| Text provided |
Lowest EMP by leaking wastegate means slowest to build boost.
What's your lowest AFR?

You still think you're magically dropping EMP while maintaining boost and finding all this extra power that no-one else knows about?
 
Lowest EMP by leaking wastegate means slowest to build boost.

Yes you are correct, the one with the lowest EMP is slightly slower to build boost. But I have already said this many times. Even though boost builds slower it's actually quicker on the road to gain speed vs time and I'll choose that any day over a better looking boost gauge.
 
Lower drive pressure and slower to build boost with same fuel = hotter tune.
Yes with the exact same fuelling it would be hotter. But in my case it wasn't because of the way I have my compensator setup. I still get the same fuelling profile which increases in relation to boost so it's basically exactly the same temps but it just happens slightly slower than before. Plus you need to factor in that with the lower EMP you're getting better cylinder fill of fresh intake air so that'll bring down temps a bit also.

| Given instruction |
Write out the post on wastegate and boost again, starting with "What's your lowest" and going on through "else knows about?", and swap each "EMP" for "drive pressure". The records come from a separate, unrelated source.

| Recorded data |
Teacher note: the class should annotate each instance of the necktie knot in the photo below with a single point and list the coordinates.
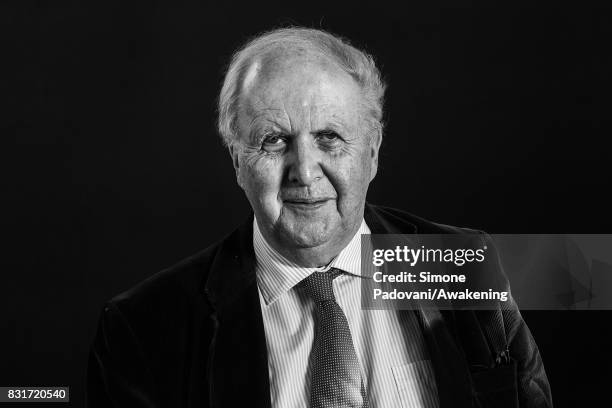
(319, 285)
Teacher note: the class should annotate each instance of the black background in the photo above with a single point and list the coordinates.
(498, 119)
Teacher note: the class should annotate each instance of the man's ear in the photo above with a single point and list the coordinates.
(234, 151)
(375, 142)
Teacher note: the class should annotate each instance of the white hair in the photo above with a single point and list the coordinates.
(299, 41)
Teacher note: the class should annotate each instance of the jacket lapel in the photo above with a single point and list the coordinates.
(237, 361)
(449, 363)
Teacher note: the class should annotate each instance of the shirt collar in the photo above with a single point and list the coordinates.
(277, 274)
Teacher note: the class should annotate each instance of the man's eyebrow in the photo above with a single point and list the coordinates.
(263, 121)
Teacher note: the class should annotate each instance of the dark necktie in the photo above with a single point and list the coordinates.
(335, 374)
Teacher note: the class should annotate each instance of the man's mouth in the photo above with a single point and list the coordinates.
(310, 203)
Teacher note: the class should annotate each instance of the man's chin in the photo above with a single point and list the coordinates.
(305, 235)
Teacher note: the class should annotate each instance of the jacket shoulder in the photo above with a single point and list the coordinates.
(422, 225)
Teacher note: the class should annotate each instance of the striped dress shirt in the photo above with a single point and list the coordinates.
(390, 347)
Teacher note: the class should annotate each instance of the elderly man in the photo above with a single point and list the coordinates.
(270, 316)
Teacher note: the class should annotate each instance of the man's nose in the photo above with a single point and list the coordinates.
(304, 161)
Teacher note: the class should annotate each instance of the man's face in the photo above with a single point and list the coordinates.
(304, 157)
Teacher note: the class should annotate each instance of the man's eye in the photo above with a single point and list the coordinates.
(273, 143)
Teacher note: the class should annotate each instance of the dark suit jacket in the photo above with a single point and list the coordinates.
(192, 336)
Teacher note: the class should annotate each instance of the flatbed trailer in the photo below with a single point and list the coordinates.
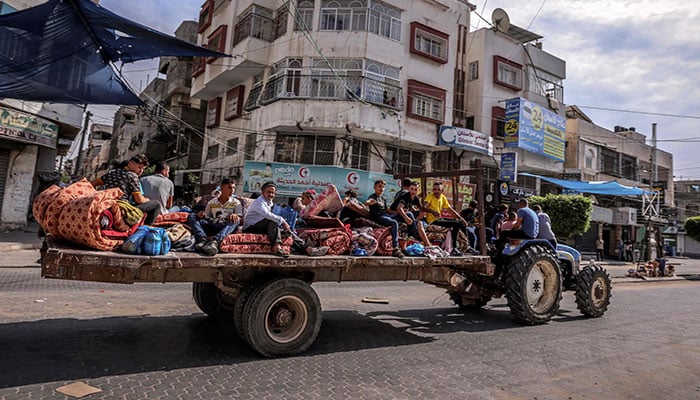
(269, 298)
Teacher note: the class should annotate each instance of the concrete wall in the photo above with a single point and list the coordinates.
(20, 176)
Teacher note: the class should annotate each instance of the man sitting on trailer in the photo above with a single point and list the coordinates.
(434, 204)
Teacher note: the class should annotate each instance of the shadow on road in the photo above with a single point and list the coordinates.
(70, 349)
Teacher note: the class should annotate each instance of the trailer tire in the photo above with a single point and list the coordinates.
(282, 317)
(533, 285)
(477, 305)
(239, 309)
(593, 291)
(211, 300)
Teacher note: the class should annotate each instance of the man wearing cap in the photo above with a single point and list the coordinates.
(127, 179)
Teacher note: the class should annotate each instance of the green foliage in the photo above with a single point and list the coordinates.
(692, 228)
(570, 214)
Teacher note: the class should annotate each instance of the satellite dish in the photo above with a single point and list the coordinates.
(500, 20)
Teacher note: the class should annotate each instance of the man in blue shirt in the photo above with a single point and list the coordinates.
(527, 225)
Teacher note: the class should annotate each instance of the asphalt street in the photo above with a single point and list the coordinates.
(150, 341)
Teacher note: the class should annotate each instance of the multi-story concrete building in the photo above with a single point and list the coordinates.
(595, 153)
(171, 127)
(504, 63)
(32, 136)
(360, 84)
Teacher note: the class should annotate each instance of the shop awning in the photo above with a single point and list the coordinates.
(612, 188)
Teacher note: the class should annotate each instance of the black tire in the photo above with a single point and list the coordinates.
(477, 305)
(593, 291)
(282, 317)
(211, 300)
(239, 308)
(533, 285)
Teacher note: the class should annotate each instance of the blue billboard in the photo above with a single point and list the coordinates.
(530, 127)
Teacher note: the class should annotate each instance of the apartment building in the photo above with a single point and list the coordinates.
(32, 135)
(507, 65)
(595, 153)
(362, 84)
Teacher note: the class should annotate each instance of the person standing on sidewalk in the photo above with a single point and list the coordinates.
(599, 246)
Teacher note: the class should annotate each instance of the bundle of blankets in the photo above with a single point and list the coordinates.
(99, 220)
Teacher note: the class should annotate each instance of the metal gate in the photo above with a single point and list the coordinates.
(4, 163)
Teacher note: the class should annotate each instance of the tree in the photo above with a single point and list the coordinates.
(570, 214)
(692, 228)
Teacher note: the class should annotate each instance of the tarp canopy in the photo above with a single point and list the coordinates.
(63, 51)
(606, 187)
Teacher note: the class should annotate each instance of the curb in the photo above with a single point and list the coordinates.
(18, 246)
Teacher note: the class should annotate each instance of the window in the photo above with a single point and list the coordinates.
(473, 70)
(304, 15)
(445, 160)
(428, 42)
(234, 103)
(280, 22)
(385, 20)
(498, 122)
(425, 102)
(356, 15)
(205, 17)
(403, 161)
(305, 149)
(214, 112)
(231, 146)
(545, 84)
(217, 42)
(360, 154)
(254, 96)
(213, 152)
(198, 64)
(507, 73)
(628, 167)
(255, 22)
(590, 158)
(250, 145)
(609, 162)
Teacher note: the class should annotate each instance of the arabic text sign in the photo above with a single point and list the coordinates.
(27, 128)
(294, 179)
(530, 127)
(465, 139)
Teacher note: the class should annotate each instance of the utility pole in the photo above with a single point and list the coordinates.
(84, 133)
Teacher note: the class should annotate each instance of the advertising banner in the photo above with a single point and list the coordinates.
(27, 128)
(530, 127)
(294, 179)
(509, 167)
(467, 139)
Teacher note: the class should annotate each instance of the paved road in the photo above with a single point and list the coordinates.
(150, 341)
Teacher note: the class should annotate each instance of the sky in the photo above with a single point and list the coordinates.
(629, 63)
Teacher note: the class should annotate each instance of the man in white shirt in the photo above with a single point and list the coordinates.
(159, 187)
(220, 218)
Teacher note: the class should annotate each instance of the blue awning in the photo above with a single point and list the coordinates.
(612, 188)
(63, 51)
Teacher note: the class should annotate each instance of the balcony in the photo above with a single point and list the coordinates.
(329, 87)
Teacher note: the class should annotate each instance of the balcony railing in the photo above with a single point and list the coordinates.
(333, 88)
(255, 26)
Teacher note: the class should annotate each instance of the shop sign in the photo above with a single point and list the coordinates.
(22, 127)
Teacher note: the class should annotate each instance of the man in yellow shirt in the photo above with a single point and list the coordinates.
(433, 205)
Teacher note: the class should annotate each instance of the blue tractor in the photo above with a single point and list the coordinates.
(532, 275)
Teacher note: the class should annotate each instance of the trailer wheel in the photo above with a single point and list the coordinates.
(593, 291)
(533, 285)
(282, 317)
(211, 300)
(477, 305)
(239, 308)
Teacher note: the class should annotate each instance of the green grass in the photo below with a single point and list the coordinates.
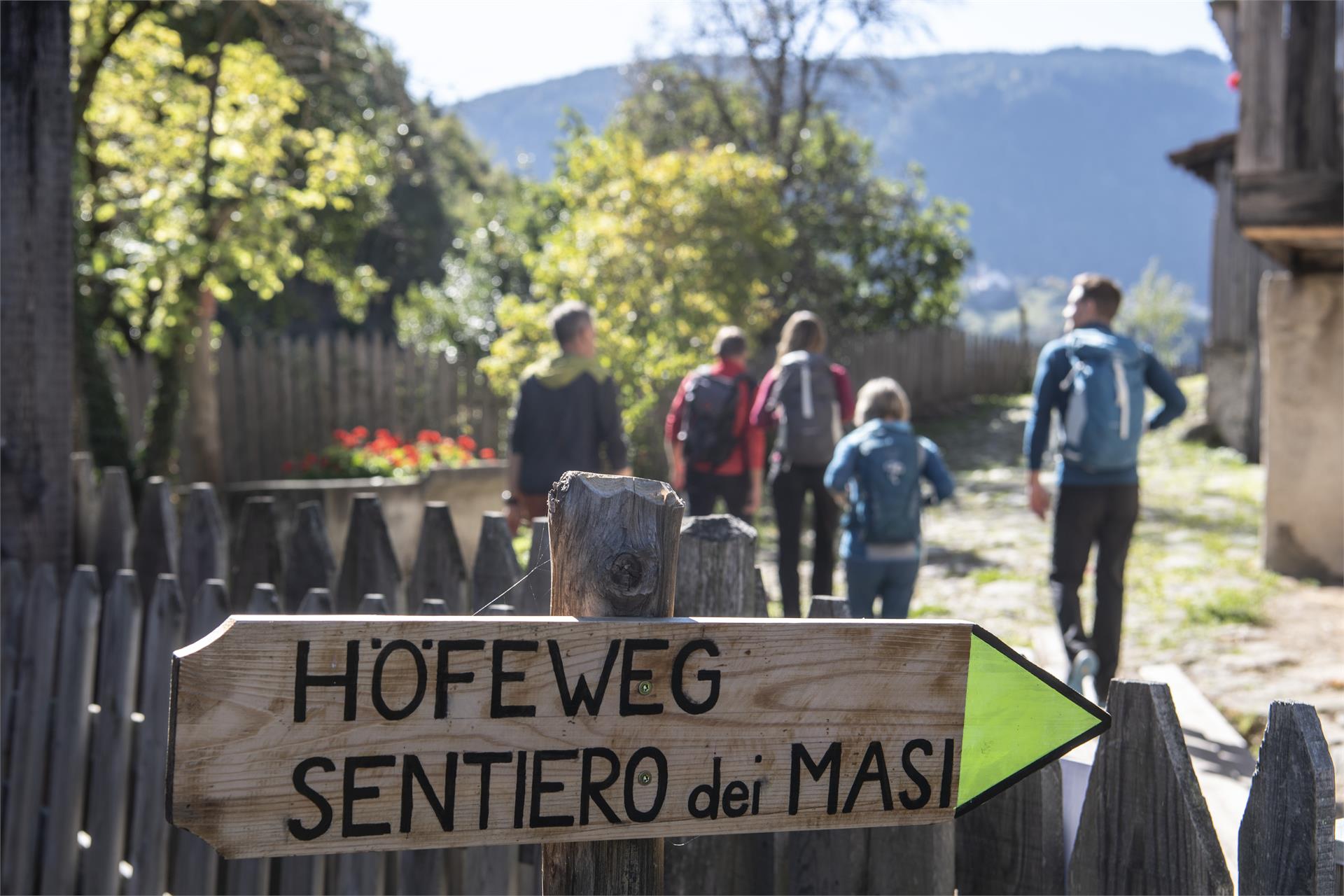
(984, 575)
(1228, 606)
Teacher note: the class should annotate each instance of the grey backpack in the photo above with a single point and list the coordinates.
(806, 397)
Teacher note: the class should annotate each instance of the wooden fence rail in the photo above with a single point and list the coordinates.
(85, 697)
(280, 398)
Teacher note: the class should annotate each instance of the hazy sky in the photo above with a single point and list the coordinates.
(463, 49)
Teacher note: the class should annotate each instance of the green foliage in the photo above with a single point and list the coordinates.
(1156, 311)
(155, 132)
(261, 153)
(869, 251)
(664, 248)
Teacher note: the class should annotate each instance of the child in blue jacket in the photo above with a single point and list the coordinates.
(879, 466)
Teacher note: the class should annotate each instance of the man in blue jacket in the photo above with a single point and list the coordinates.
(1094, 378)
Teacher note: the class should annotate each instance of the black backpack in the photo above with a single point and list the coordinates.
(708, 416)
(806, 397)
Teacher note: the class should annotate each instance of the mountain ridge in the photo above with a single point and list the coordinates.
(1060, 155)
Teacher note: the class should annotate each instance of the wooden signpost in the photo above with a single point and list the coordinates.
(331, 734)
(302, 735)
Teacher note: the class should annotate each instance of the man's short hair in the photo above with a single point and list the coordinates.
(568, 320)
(1102, 290)
(730, 342)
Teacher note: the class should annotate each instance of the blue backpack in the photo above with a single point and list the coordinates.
(888, 475)
(1104, 416)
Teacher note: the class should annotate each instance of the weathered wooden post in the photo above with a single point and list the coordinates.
(246, 876)
(70, 731)
(255, 550)
(116, 527)
(308, 556)
(533, 597)
(362, 874)
(204, 546)
(11, 647)
(31, 713)
(305, 875)
(1145, 827)
(825, 862)
(717, 578)
(316, 602)
(166, 628)
(495, 570)
(613, 554)
(1287, 843)
(109, 778)
(715, 574)
(195, 868)
(440, 570)
(429, 871)
(369, 564)
(1015, 843)
(762, 597)
(156, 535)
(85, 500)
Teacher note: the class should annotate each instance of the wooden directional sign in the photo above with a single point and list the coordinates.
(335, 734)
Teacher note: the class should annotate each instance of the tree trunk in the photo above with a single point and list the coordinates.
(162, 426)
(203, 402)
(104, 413)
(36, 298)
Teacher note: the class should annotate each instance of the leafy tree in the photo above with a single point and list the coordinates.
(664, 248)
(1156, 311)
(198, 181)
(869, 251)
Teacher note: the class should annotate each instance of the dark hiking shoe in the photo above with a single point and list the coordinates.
(1086, 664)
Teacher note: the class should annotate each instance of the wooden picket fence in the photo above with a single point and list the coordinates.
(85, 696)
(281, 398)
(940, 367)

| Final result |
What's your lowest AFR?

You still think you're magically dropping drive pressure while maintaining boost and finding all this extra power that no-one else knows about?